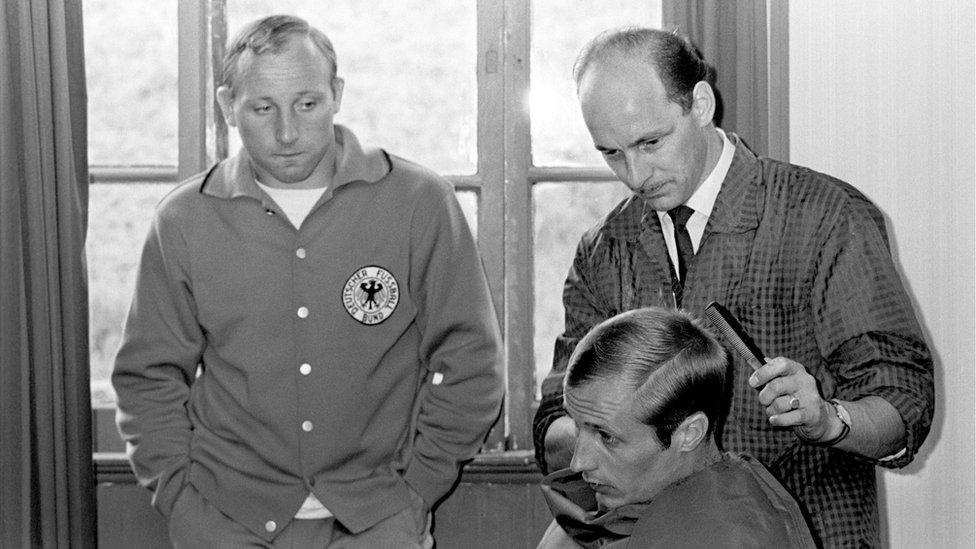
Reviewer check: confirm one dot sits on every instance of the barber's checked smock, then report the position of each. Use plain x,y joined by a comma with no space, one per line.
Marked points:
802,259
356,358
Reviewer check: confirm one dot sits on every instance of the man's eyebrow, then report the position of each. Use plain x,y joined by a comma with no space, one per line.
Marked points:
651,135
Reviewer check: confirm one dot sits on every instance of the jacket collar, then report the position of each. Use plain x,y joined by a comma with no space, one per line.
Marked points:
235,178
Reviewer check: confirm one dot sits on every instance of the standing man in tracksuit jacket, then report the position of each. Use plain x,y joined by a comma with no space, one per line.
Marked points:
311,351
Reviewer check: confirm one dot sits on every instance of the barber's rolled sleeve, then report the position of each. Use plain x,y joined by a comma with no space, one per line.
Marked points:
582,312
866,324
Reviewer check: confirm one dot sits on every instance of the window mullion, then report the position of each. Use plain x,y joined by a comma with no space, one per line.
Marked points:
519,295
491,172
193,87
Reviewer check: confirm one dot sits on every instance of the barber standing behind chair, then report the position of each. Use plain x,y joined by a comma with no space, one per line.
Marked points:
801,258
645,390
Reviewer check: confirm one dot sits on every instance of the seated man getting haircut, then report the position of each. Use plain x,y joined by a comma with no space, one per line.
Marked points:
645,389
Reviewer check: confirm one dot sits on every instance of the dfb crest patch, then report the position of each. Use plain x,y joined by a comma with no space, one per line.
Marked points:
371,295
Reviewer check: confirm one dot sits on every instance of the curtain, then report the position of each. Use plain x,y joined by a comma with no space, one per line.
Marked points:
746,42
46,478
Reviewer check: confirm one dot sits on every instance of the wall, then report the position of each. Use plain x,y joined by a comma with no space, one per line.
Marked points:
881,95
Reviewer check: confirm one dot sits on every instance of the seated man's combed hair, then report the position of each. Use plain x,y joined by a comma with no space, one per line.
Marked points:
673,363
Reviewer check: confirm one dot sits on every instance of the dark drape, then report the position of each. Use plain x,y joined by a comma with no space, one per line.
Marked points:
46,479
739,39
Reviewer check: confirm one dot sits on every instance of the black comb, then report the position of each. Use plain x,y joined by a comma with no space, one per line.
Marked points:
729,326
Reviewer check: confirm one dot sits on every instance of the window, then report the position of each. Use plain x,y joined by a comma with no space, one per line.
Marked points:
479,90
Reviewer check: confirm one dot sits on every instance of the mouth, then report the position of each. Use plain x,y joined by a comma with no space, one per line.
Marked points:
649,190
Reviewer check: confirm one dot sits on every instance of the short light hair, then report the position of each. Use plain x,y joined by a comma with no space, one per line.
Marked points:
679,65
269,35
675,366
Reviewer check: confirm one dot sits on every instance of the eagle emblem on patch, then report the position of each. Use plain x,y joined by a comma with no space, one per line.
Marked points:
371,295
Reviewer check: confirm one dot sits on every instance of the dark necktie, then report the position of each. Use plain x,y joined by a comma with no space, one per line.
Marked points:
686,252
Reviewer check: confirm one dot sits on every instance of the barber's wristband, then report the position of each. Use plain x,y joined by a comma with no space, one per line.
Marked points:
845,421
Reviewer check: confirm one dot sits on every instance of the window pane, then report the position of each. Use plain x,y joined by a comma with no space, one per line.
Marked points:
130,64
118,219
409,68
559,136
562,212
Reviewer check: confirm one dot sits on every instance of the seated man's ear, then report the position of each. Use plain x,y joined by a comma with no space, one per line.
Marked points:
691,433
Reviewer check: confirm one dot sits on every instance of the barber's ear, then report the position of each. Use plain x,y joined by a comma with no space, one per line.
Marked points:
691,433
225,98
703,103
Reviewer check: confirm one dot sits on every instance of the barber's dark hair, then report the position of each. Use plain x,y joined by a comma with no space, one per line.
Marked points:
269,35
679,64
675,366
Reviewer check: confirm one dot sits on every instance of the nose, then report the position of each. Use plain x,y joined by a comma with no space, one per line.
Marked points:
638,169
286,130
583,458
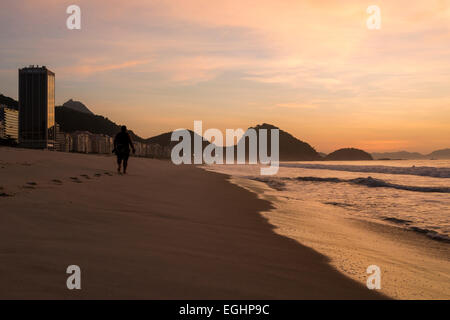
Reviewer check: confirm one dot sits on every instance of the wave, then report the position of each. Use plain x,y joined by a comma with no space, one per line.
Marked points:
375,183
436,172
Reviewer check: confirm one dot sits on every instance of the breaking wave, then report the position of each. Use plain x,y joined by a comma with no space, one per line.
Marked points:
435,172
375,183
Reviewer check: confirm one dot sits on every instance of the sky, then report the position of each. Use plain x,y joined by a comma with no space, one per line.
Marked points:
312,68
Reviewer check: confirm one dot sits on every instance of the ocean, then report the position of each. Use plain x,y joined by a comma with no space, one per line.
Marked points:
411,194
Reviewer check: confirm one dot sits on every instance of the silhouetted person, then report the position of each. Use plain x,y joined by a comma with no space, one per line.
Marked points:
122,144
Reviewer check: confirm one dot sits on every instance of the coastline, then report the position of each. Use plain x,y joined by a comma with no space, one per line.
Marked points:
161,232
413,266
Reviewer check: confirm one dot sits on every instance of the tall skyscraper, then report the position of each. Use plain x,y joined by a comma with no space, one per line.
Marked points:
36,107
9,123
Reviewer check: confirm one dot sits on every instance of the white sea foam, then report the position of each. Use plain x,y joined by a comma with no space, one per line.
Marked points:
436,172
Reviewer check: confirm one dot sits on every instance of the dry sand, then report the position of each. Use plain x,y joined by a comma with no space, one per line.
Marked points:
412,265
161,232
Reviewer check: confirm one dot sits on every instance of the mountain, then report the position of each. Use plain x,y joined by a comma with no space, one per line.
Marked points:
71,120
77,106
404,155
349,154
291,148
10,102
440,154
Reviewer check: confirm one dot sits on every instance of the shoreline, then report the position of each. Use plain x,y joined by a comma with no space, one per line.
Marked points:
161,232
413,265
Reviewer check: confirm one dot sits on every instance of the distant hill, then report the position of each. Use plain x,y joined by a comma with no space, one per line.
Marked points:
164,140
405,155
71,120
440,154
10,102
77,106
349,154
291,148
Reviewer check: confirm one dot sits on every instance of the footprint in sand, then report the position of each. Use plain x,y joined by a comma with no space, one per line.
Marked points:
30,185
76,180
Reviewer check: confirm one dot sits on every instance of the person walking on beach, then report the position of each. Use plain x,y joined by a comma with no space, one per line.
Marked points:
122,144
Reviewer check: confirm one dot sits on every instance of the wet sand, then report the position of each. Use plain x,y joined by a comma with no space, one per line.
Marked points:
160,232
412,265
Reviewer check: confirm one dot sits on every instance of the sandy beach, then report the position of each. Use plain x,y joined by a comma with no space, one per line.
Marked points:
160,232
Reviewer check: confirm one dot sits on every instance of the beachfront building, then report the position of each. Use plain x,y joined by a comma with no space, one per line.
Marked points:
9,123
37,108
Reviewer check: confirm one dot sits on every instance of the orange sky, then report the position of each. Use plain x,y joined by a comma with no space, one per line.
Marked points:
310,67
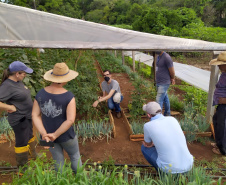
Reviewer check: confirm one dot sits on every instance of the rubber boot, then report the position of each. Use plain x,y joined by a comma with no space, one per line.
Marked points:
32,145
21,156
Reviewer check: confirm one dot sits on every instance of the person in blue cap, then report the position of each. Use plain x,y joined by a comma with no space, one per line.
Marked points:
15,98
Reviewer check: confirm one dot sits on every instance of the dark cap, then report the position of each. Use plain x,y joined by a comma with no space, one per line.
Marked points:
19,66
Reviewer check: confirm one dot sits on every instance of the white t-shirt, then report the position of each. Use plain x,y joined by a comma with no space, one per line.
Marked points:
170,143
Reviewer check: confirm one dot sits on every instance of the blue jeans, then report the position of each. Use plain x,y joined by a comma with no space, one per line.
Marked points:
151,155
72,149
162,98
112,105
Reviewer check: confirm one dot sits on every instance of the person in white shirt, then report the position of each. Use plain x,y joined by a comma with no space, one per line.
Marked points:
164,144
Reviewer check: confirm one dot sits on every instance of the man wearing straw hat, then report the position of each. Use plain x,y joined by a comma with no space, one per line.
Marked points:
54,113
219,99
164,145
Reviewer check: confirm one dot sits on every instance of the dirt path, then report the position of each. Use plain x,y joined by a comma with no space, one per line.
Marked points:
121,149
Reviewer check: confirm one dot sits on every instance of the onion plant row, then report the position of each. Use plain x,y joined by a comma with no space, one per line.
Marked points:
42,171
93,130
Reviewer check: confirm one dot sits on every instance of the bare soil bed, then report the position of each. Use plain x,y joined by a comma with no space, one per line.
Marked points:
121,149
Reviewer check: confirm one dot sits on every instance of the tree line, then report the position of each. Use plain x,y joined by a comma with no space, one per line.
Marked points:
196,19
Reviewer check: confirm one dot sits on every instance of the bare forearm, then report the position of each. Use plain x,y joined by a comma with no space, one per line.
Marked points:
39,125
63,128
4,106
104,98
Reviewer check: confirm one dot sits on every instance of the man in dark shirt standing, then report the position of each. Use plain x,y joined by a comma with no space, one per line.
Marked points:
165,75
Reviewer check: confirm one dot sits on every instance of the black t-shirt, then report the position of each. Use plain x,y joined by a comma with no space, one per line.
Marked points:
17,94
54,112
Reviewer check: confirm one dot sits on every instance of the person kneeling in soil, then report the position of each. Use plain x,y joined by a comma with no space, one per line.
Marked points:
219,99
54,113
164,145
114,97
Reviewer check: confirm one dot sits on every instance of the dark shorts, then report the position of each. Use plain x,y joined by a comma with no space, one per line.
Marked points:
23,132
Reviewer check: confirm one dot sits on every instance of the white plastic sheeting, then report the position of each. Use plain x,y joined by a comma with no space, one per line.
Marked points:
195,76
24,27
139,56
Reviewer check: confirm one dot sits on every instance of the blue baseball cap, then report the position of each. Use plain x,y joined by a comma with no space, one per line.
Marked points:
19,66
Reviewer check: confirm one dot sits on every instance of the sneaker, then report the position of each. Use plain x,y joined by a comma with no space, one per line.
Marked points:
216,151
118,114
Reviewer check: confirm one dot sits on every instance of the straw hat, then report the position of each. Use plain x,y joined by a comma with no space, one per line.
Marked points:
220,60
60,73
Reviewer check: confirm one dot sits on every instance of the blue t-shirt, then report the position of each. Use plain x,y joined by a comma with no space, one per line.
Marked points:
164,62
170,144
53,108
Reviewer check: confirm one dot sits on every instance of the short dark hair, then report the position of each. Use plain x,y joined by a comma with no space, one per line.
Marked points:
106,71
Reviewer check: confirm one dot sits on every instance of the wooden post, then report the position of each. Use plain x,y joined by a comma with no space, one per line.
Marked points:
133,56
123,58
213,80
154,65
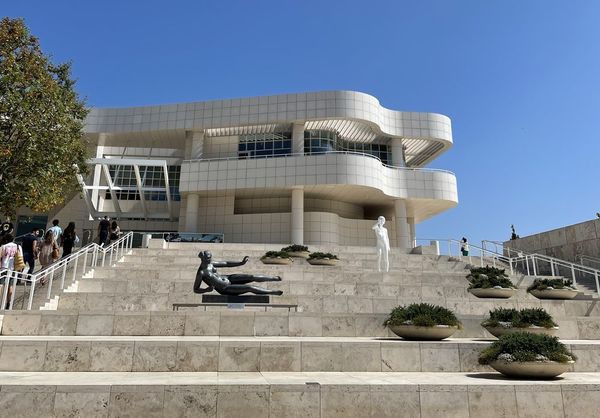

┄┄┄┄┄┄┄┄┄┄┄┄┄┄┄┄┄┄┄┄

Work order:
Show all lines in the entries above where the string "barber" appears.

Output:
Reviewer check: confirm one dot sits on every instance of the barber's checked smock, then report the position of each. Use plain x,y joined by a comma with no space, one per line.
Reviewer check: confirm one dot sits on every instance of the barber's rolled sleeve, then report the position of each. Use plain x,y joined by a comma with no space, one per line.
Reviewer check: confirm one dot sits on every instance of the barber standing behind chair, then report the position of each. Use plain x,y joined by a comma with no space, one per line.
Reviewer check: confirm one dot sits on every instance of the barber's wristband, then report the position of each. Use plain x,y joined by a comma with no space, one per line.
Reviewer check: confirm one dot sits on every instance of the barber's ear, then report the position of each. Use plain x,y joined by a comma with no space, one per line.
Reviewer check: confirm one dot sits on every instance of the barber's dark hair, then report the position of each. Use plain x,y joined by a comma with no space, one per line.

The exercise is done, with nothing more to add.